• Stored data:
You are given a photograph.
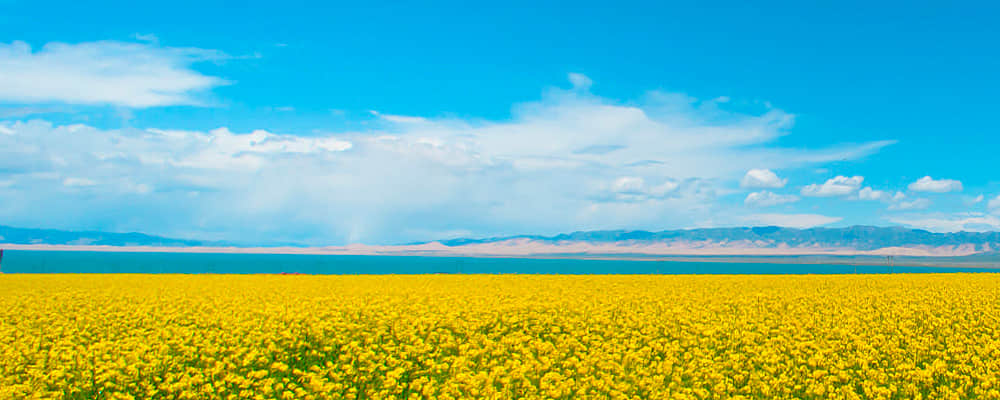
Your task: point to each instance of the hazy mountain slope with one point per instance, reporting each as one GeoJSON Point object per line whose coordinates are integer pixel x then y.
{"type": "Point", "coordinates": [53, 236]}
{"type": "Point", "coordinates": [855, 237]}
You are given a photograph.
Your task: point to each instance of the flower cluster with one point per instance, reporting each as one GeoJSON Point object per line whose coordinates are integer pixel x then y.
{"type": "Point", "coordinates": [499, 337]}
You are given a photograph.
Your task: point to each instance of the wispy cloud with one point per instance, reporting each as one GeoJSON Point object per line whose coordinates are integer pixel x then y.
{"type": "Point", "coordinates": [768, 199]}
{"type": "Point", "coordinates": [649, 164]}
{"type": "Point", "coordinates": [762, 179]}
{"type": "Point", "coordinates": [928, 184]}
{"type": "Point", "coordinates": [837, 186]}
{"type": "Point", "coordinates": [127, 74]}
{"type": "Point", "coordinates": [791, 220]}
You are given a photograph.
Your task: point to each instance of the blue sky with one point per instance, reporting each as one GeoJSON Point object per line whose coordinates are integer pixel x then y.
{"type": "Point", "coordinates": [330, 123]}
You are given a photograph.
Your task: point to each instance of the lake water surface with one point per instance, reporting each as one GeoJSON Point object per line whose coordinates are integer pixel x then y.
{"type": "Point", "coordinates": [23, 261]}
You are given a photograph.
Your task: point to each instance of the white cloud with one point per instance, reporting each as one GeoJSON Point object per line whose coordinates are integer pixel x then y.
{"type": "Point", "coordinates": [969, 200]}
{"type": "Point", "coordinates": [570, 161]}
{"type": "Point", "coordinates": [106, 72]}
{"type": "Point", "coordinates": [868, 193]}
{"type": "Point", "coordinates": [580, 81]}
{"type": "Point", "coordinates": [791, 220]}
{"type": "Point", "coordinates": [915, 204]}
{"type": "Point", "coordinates": [71, 182]}
{"type": "Point", "coordinates": [994, 203]}
{"type": "Point", "coordinates": [969, 222]}
{"type": "Point", "coordinates": [767, 199]}
{"type": "Point", "coordinates": [837, 186]}
{"type": "Point", "coordinates": [928, 184]}
{"type": "Point", "coordinates": [762, 179]}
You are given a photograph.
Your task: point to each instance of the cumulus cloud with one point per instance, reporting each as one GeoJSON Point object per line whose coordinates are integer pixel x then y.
{"type": "Point", "coordinates": [994, 203]}
{"type": "Point", "coordinates": [800, 221]}
{"type": "Point", "coordinates": [868, 193]}
{"type": "Point", "coordinates": [836, 186]}
{"type": "Point", "coordinates": [915, 204]}
{"type": "Point", "coordinates": [126, 74]}
{"type": "Point", "coordinates": [928, 184]}
{"type": "Point", "coordinates": [762, 179]}
{"type": "Point", "coordinates": [569, 161]}
{"type": "Point", "coordinates": [766, 199]}
{"type": "Point", "coordinates": [580, 81]}
{"type": "Point", "coordinates": [968, 222]}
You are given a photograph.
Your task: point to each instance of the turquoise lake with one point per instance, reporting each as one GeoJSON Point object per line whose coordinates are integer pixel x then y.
{"type": "Point", "coordinates": [23, 261]}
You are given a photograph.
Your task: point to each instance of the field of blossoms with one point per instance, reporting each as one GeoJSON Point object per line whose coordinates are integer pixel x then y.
{"type": "Point", "coordinates": [500, 337]}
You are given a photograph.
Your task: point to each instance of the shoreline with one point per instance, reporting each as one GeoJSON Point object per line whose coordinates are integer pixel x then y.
{"type": "Point", "coordinates": [743, 256]}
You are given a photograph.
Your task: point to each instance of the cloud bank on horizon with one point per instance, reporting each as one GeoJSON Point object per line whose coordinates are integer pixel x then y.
{"type": "Point", "coordinates": [569, 160]}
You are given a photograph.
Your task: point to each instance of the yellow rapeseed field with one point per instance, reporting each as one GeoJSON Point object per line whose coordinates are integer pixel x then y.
{"type": "Point", "coordinates": [499, 337]}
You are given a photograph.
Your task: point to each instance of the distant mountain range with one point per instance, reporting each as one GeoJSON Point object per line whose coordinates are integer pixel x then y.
{"type": "Point", "coordinates": [855, 240]}
{"type": "Point", "coordinates": [854, 237]}
{"type": "Point", "coordinates": [11, 235]}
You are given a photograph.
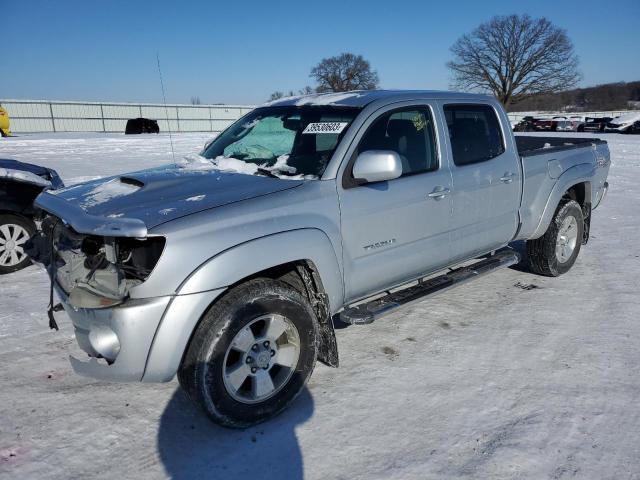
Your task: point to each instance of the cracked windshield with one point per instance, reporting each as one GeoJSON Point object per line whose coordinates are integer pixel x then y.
{"type": "Point", "coordinates": [284, 142]}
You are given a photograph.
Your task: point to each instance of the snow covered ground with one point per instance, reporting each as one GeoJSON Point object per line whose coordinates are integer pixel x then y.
{"type": "Point", "coordinates": [514, 376]}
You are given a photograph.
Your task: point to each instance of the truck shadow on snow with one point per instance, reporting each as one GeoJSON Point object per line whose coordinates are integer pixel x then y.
{"type": "Point", "coordinates": [191, 446]}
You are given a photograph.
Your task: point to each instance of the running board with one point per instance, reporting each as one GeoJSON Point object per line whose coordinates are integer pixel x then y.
{"type": "Point", "coordinates": [368, 312]}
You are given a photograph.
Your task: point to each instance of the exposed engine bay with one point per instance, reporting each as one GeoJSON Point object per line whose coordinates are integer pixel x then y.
{"type": "Point", "coordinates": [94, 271]}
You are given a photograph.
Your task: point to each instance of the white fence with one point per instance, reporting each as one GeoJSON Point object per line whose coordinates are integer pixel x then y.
{"type": "Point", "coordinates": [31, 116]}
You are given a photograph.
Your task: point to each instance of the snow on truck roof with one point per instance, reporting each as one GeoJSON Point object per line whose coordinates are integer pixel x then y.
{"type": "Point", "coordinates": [361, 98]}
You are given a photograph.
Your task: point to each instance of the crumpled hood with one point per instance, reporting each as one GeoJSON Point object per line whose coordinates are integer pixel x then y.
{"type": "Point", "coordinates": [158, 195]}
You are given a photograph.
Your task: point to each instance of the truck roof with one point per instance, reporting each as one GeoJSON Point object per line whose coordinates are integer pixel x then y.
{"type": "Point", "coordinates": [361, 98]}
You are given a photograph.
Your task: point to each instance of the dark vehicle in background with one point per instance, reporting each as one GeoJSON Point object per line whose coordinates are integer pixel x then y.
{"type": "Point", "coordinates": [20, 184]}
{"type": "Point", "coordinates": [141, 125]}
{"type": "Point", "coordinates": [592, 124]}
{"type": "Point", "coordinates": [627, 123]}
{"type": "Point", "coordinates": [548, 124]}
{"type": "Point", "coordinates": [527, 124]}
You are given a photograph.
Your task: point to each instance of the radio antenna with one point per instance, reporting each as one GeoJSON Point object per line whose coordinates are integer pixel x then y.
{"type": "Point", "coordinates": [166, 110]}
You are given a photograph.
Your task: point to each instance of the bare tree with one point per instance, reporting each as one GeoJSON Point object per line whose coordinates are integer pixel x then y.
{"type": "Point", "coordinates": [344, 72]}
{"type": "Point", "coordinates": [278, 94]}
{"type": "Point", "coordinates": [514, 57]}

• Task prompt: Transcribe every line in the entries above, taking out only the images.

• Task answer:
You are given a photograph.
Your task: point to each instance of the hazy mountain slope with one point per instance, reporting each as one GeoJSON Point object per line whose coordinates are integer pixel x then y.
{"type": "Point", "coordinates": [53, 236]}
{"type": "Point", "coordinates": [855, 237]}
You are given a photograph.
Your task: point to each instance of the flower cluster with one point per instance, reporting each as one GeoJSON Point object per line whose coordinates are integer pixel x then y.
{"type": "Point", "coordinates": [499, 337]}
You are given a photograph.
Your task: point to each instance of the wispy cloud with one point per instance, reporting each as one GeoJSON Point object per line whose coordinates are integer pixel x then y.
{"type": "Point", "coordinates": [768, 199]}
{"type": "Point", "coordinates": [649, 164]}
{"type": "Point", "coordinates": [762, 179]}
{"type": "Point", "coordinates": [928, 184]}
{"type": "Point", "coordinates": [837, 186]}
{"type": "Point", "coordinates": [127, 74]}
{"type": "Point", "coordinates": [791, 220]}
You are given a photograph.
Your task: point to each instance of the blue sky with one point per instance, reporting each as one GeoJSON Point object per line whose coordinates are integer pixel x then y.
{"type": "Point", "coordinates": [330, 123]}
You are given a photograph.
Your task: point to each instance of the lake water surface with one point per instance, reporting each as one GeoJSON Point object per line whose coordinates are integer pixel x then y.
{"type": "Point", "coordinates": [23, 261]}
You are given a photograph.
Your task: point to each instance of the white cloud with one point per instance, reporting each as one GeoJSON Point object per line whose coordinates are integer pixel x then y.
{"type": "Point", "coordinates": [969, 200]}
{"type": "Point", "coordinates": [570, 161]}
{"type": "Point", "coordinates": [106, 72]}
{"type": "Point", "coordinates": [868, 193]}
{"type": "Point", "coordinates": [580, 81]}
{"type": "Point", "coordinates": [791, 220]}
{"type": "Point", "coordinates": [915, 204]}
{"type": "Point", "coordinates": [71, 182]}
{"type": "Point", "coordinates": [994, 203]}
{"type": "Point", "coordinates": [969, 222]}
{"type": "Point", "coordinates": [767, 199]}
{"type": "Point", "coordinates": [837, 186]}
{"type": "Point", "coordinates": [928, 184]}
{"type": "Point", "coordinates": [762, 179]}
You are given a photograph.
Your task: point to each instance of the cumulus cloud with one point per instance, reporting each as one GeoJSON Point object per line whose coordinates are integer pixel x then y.
{"type": "Point", "coordinates": [994, 203]}
{"type": "Point", "coordinates": [800, 221]}
{"type": "Point", "coordinates": [868, 193]}
{"type": "Point", "coordinates": [836, 186]}
{"type": "Point", "coordinates": [915, 204]}
{"type": "Point", "coordinates": [126, 74]}
{"type": "Point", "coordinates": [928, 184]}
{"type": "Point", "coordinates": [762, 179]}
{"type": "Point", "coordinates": [569, 161]}
{"type": "Point", "coordinates": [766, 199]}
{"type": "Point", "coordinates": [580, 81]}
{"type": "Point", "coordinates": [968, 222]}
You are given a photograph.
Your task: point to each instance of the turquoise lake with one point per instance, reporting each as one GeoJSON Point object per line whose coordinates are integer pixel x then y.
{"type": "Point", "coordinates": [23, 261]}
You are given a photograph.
Your task: point to each instance of the field of blossoms with one point per instance, reporting each as one GeoJSON Point object per line whose coordinates are integer pixel x then y.
{"type": "Point", "coordinates": [500, 337]}
You are given a photograph.
Your task: point to each instance of the shoreline with one point per instance, reporting each as one GeoJSON Point object per line whose coordinates are integer pixel x then y.
{"type": "Point", "coordinates": [743, 256]}
You are given a photograph.
Your task: point to each instance of the cloud bank on horizon with one point per instance, reporting each as one GeoJSON Point object per line whose coordinates are integer pixel x then y.
{"type": "Point", "coordinates": [569, 160]}
You are given a photograph.
Your task: point to each instance of the yellow rapeseed field with one point per instance, reporting each as one GeoJSON Point object per line whose coordinates are integer pixel x then y.
{"type": "Point", "coordinates": [499, 337]}
You are given a photograph.
Your task: point to each instance of the distant mountain range with one point per instance, reporting each as one GeoJSON Point object per line whose coordinates are integer pixel x then y.
{"type": "Point", "coordinates": [855, 240]}
{"type": "Point", "coordinates": [854, 237]}
{"type": "Point", "coordinates": [11, 235]}
You are given a photograph.
Your task: point to each instance of the cracked windshield with one point per instance, reporting each as one GeoJSON Point object per line whose coordinates are integer pixel x then y.
{"type": "Point", "coordinates": [284, 142]}
You are given a photograph.
Your task: point to each instance of the snow covered ground with one point per instance, reporting each as one GeoJSON Point object per line whose coordinates are integer pixel x then y.
{"type": "Point", "coordinates": [514, 376]}
You are given a photograph.
Your task: point to each instance of the truck shadow on snow with one point per instance, reporting each as one GeoJSON Point object per line whose coordinates are integer pixel x then y.
{"type": "Point", "coordinates": [191, 446]}
You are given a photograph.
Your task: point to each instance of the running board with one point per instance, reporting each as one GeoJSON Point object per line whose coordinates are integer pixel x then y.
{"type": "Point", "coordinates": [368, 312]}
You are given a photograph.
Your task: point to each instance of the exposed engine bay with one point per instance, reporting each as one GeoJSON Point object per line whose coordinates are integer pixel x then y.
{"type": "Point", "coordinates": [94, 271]}
You are given a photograph.
Your task: point to each instance of the white fence with one point per instance, reporting each as one GeoJSON Point object per line whose coordinates are integer pixel x then y.
{"type": "Point", "coordinates": [31, 116]}
You are given a photograph.
Your task: point to each instance of the snow on truck roof with one point per instance, reporting each as one GeoJSON Point object per line whose coordinates are integer pixel x then y.
{"type": "Point", "coordinates": [361, 98]}
You are given a photograph.
Your task: point to each instance of the crumpled hood with one point per instance, reporting each as one GeoJSON Point object per line whose coordinates are integer pixel x then y.
{"type": "Point", "coordinates": [158, 195]}
You are given a photograph.
Your task: point to each instance of the truck roof with one point per instance, reporting each as one GeoJSON Point object per line whose coordinates are integer pixel x then y.
{"type": "Point", "coordinates": [361, 98]}
You are given a photograph.
Your task: point to each instance of the dark vehicle in background with one point per instance, reporting each as one GeoJSON Point object per line whose coordinates are integer pixel x then y.
{"type": "Point", "coordinates": [20, 184]}
{"type": "Point", "coordinates": [141, 125]}
{"type": "Point", "coordinates": [592, 124]}
{"type": "Point", "coordinates": [627, 123]}
{"type": "Point", "coordinates": [548, 124]}
{"type": "Point", "coordinates": [527, 124]}
You are given a photograph.
Your task: point to each instance of the radio antenna with one point per instance, reporting each as one GeoJSON Point object per line whose coordinates are integer pixel x then y.
{"type": "Point", "coordinates": [166, 110]}
You are given a photograph.
Your task: point to each instance of the bare tree with one point per instance, reporting each as one GeoJSON Point object per line whose coordinates are integer pixel x then y.
{"type": "Point", "coordinates": [344, 72]}
{"type": "Point", "coordinates": [278, 94]}
{"type": "Point", "coordinates": [514, 57]}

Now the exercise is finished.